Text under study:
#####
= Stacy Allison =

American mountaineer (born 1958)

Stacy Allison (born 1958), raised in Woodburn, Oregon, is the first American woman to reach the summit of Mount Everest, the world's highest mountain, which she did on September 29, 1988.

==Biography==
Stacy Allison began climbing during her time as a biology student at Oregon State University. Starting from late 1970s, she practiced the basics of mountaineering and had mastered her skills under the guidance of Scott Fischer. She attempted her first major climb at age 21 on Mount Huntington. Her climbing partner broke his ax only 200 feet from the top, and they were forced to turn around.

She continued climbing, and in 1986 went to Soviet Union with a group of climbers from Mountain Madness to climb Communism Peak (Pamir Mountains). She reached the summit together with Scott Fischer and Wesley Krause. One climber of the team felt sick in the lower camp; both Fischer and Wes tried to evacuate him, but the climber had unfortunately died at the slope.

Next autumn she joined the Mount Everest expedition from Tibet (northern wall) also organised by Mountain Madness. Trying to reach the summit Stacy, Scott, Wesley and Samuel Belk had spent four nights in Camp IV waiting for better weather, but were forced to go down because of strong wind and snowfalls.
#####
Carry the Stacy Allison biography forward, picking up right after its account of the group coming down from Camp IV in the wind and snow.

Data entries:
#####
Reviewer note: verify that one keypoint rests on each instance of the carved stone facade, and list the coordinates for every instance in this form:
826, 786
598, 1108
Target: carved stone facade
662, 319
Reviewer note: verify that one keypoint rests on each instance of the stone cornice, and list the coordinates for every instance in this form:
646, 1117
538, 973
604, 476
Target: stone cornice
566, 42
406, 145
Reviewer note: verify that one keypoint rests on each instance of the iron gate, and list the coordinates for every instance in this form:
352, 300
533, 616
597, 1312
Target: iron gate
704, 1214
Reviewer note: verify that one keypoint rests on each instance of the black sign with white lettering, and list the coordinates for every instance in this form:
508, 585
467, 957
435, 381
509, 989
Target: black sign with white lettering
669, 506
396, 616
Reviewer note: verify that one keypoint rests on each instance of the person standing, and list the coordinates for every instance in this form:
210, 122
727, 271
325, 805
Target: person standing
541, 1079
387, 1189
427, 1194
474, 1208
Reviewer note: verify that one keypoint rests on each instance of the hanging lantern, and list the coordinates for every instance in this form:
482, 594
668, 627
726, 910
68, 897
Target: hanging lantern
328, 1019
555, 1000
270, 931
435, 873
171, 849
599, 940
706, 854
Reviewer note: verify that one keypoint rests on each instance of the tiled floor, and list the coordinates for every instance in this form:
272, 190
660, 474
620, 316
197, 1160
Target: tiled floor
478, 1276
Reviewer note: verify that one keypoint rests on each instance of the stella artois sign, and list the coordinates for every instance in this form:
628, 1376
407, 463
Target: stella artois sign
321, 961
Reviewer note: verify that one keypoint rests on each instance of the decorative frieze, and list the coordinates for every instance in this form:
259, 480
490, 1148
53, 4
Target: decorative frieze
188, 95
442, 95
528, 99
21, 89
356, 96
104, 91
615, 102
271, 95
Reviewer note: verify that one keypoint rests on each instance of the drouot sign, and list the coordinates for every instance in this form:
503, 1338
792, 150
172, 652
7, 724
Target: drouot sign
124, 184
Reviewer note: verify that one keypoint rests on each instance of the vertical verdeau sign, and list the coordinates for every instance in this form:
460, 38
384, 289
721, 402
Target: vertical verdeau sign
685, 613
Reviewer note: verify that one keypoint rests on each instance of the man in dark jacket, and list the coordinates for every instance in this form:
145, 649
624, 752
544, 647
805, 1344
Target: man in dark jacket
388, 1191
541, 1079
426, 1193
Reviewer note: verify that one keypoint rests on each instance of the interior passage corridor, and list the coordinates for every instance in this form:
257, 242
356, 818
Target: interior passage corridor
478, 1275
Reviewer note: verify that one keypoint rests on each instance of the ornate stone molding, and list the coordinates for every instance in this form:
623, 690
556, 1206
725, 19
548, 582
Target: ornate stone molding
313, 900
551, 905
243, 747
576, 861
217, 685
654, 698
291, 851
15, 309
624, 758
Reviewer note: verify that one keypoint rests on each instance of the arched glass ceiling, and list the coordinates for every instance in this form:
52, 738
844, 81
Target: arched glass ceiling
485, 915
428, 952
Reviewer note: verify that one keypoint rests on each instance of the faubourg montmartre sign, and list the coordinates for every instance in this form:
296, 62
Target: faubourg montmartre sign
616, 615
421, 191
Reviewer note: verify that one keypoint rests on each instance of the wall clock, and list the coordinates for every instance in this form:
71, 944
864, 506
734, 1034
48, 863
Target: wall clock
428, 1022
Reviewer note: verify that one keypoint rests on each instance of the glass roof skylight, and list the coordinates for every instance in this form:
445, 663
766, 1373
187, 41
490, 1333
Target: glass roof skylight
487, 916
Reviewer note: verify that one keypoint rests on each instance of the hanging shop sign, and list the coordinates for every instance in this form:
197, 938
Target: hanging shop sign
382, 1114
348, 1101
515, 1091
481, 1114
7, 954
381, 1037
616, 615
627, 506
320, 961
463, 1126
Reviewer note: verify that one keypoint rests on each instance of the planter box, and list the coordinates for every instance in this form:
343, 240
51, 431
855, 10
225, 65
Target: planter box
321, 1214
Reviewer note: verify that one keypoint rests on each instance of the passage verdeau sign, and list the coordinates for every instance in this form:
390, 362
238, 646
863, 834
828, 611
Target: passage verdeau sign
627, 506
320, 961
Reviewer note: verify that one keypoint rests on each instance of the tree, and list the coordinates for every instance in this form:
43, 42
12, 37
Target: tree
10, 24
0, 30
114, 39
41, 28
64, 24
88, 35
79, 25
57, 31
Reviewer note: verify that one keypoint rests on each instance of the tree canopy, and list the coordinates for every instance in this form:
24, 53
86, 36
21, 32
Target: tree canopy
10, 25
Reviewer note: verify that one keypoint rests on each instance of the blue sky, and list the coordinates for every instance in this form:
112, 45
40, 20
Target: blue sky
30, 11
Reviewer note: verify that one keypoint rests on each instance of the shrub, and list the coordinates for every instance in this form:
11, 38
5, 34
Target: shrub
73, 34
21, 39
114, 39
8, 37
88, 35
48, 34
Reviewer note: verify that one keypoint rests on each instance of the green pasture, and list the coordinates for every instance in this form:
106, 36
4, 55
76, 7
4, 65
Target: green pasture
#####
Reply:
Returning to Seattle, Scott has sent two resumes for the 1988 American Everest expedition (from the South): Stacy's and his own. He persuaded her at least to go for an interview. As a result, he was rejected, but Stacy was invited to join the team. Consequently, in 1988 Stacy went to Nepal and became the first American woman to reach the summit of Mount Everest. Scott was trekking to Kala Pathar and they met each other at the Everest base camp.

On September 29, Stacy successfully reached the summit. Three days later, On October 2, Peggy Luce Gudgell of the same team became a second American woman who reached the Everest summit.

In 1993, Stacy was a team leader of K2 attempt.

She was later part of a team that marked the first successful all-women ascent of Ama Dablam, a mountain of 22,495 ft.

She is the co-author with Peter Ames Carlin of Beyond the Limits: A Woman's Triumph on Everest and the author of Many Mountains to Climb: Reflections on Competence, Courage, and Commitment.